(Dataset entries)
--------

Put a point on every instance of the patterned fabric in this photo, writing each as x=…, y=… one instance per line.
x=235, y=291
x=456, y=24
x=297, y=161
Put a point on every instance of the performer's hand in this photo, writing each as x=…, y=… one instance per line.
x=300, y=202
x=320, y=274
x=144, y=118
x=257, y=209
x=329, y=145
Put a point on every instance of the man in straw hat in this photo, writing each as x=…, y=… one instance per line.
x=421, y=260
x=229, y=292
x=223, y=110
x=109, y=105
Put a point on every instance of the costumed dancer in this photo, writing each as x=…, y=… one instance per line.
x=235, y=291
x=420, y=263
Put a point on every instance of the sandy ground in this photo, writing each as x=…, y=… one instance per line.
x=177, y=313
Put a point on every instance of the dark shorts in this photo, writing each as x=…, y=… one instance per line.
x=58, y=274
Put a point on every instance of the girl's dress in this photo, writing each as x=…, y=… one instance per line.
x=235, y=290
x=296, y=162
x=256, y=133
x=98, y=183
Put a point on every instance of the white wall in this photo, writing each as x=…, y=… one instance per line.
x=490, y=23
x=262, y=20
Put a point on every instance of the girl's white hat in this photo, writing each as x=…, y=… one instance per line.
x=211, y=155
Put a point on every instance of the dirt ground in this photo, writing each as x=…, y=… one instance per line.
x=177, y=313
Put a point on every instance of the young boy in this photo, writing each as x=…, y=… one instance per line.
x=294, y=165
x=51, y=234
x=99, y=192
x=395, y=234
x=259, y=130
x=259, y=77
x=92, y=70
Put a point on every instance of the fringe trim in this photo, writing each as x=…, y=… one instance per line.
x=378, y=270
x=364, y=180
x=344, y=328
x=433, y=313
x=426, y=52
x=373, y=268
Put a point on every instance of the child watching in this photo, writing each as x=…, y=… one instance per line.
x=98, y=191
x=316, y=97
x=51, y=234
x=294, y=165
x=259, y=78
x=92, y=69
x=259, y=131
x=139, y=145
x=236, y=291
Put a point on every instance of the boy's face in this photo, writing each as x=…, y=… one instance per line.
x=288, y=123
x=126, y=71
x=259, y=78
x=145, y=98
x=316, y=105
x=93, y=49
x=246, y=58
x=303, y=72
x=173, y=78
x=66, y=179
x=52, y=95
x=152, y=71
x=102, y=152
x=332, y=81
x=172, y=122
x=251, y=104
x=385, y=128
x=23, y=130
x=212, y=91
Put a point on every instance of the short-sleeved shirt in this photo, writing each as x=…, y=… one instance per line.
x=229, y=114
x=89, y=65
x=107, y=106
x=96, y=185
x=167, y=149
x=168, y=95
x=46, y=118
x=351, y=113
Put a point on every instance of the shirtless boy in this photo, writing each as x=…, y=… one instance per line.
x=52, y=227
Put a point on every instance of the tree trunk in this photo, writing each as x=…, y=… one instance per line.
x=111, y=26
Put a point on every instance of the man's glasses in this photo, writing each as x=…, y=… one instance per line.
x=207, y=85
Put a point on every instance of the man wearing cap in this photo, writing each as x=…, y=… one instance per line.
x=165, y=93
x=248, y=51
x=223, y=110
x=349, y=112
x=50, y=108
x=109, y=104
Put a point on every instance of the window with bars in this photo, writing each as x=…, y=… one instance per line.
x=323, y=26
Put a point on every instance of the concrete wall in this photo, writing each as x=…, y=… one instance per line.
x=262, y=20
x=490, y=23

--------

= Aim of the task =
Retype the records above in full. Every word should match.

= Answer to this task =
Put a point on every instance of the patterned fabric in this photo, writing each as x=…, y=… one instance per line.
x=235, y=291
x=456, y=24
x=297, y=161
Put a point on every instance of the performer's hand in this photo, writing each as x=…, y=… one instance per line.
x=300, y=202
x=320, y=274
x=144, y=118
x=257, y=209
x=329, y=145
Put a point on every instance of the man in straw hat in this photo, writing each as x=…, y=… one instance per line.
x=421, y=260
x=229, y=292
x=223, y=110
x=109, y=105
Put a point on every instance of the costumed dancer in this photo, writing each as x=…, y=… one instance per line.
x=235, y=291
x=420, y=263
Put a point on every instance of the sandy ground in this photo, writing each as x=…, y=… one instance per line.
x=177, y=313
Put a point on every instance of the dark shorts in this photo, writing each as x=…, y=… one instance per line.
x=58, y=274
Put a point on every instance of the girl's dress in this photo, writing each as x=…, y=… one instance per line.
x=235, y=290
x=296, y=162
x=256, y=133
x=98, y=183
Put a point on every instance of the white wall in this photo, writing each as x=…, y=… one instance per line.
x=490, y=23
x=262, y=20
Put a point on every instance of the girl's white hat in this photo, writing each as x=…, y=… one instance per line.
x=211, y=155
Put a point on every instance of the dirt ground in this photo, writing each as x=…, y=… one instance per line.
x=177, y=313
Put a point on every instance of the young boy in this photo, writing each as x=…, y=… one instance per line.
x=294, y=165
x=51, y=234
x=99, y=192
x=395, y=234
x=259, y=130
x=259, y=77
x=92, y=70
Put a point on every instance of the fringe trim in this photo, writing each as x=…, y=… one instance per line.
x=378, y=270
x=364, y=180
x=344, y=328
x=433, y=313
x=426, y=52
x=373, y=268
Put a point on every instance of the child watching in this photo, writing each as x=…, y=… one instance per line.
x=98, y=191
x=316, y=97
x=51, y=234
x=294, y=165
x=259, y=78
x=92, y=69
x=259, y=131
x=139, y=145
x=236, y=291
Put a point on every instance of the boy's face in this photo, writing each as x=…, y=… one instance per line.
x=288, y=123
x=126, y=71
x=259, y=78
x=145, y=98
x=316, y=105
x=93, y=49
x=246, y=58
x=303, y=72
x=173, y=78
x=66, y=179
x=52, y=95
x=152, y=71
x=102, y=152
x=332, y=81
x=172, y=122
x=251, y=104
x=385, y=128
x=23, y=130
x=212, y=91
Put a point on every instance of the short-sleeved shirt in this photo, writing each as x=…, y=… one instance per line.
x=229, y=114
x=89, y=65
x=107, y=106
x=96, y=185
x=167, y=149
x=168, y=95
x=46, y=118
x=351, y=113
Put a point on every instance of the shirtless boy in this photo, writing each as x=…, y=… one instance per line.
x=52, y=227
Put a point on every instance of the tree trunk in this photo, writing each as x=…, y=… one instance per line.
x=111, y=26
Put a point on every instance of the man's glasses in this photo, writing each as x=…, y=… one instance per line.
x=207, y=85
Put a point on every instance of the man wearing cap in this photo, writing each as x=…, y=… one instance per line.
x=165, y=93
x=248, y=51
x=223, y=110
x=349, y=112
x=50, y=108
x=109, y=104
Put a point on every instance of the window with bars in this photo, writing each as x=…, y=… one instance per line.
x=323, y=26
Put a point on every instance of the concrete wall in this photo, writing each as x=…, y=… one instance per line.
x=262, y=20
x=490, y=23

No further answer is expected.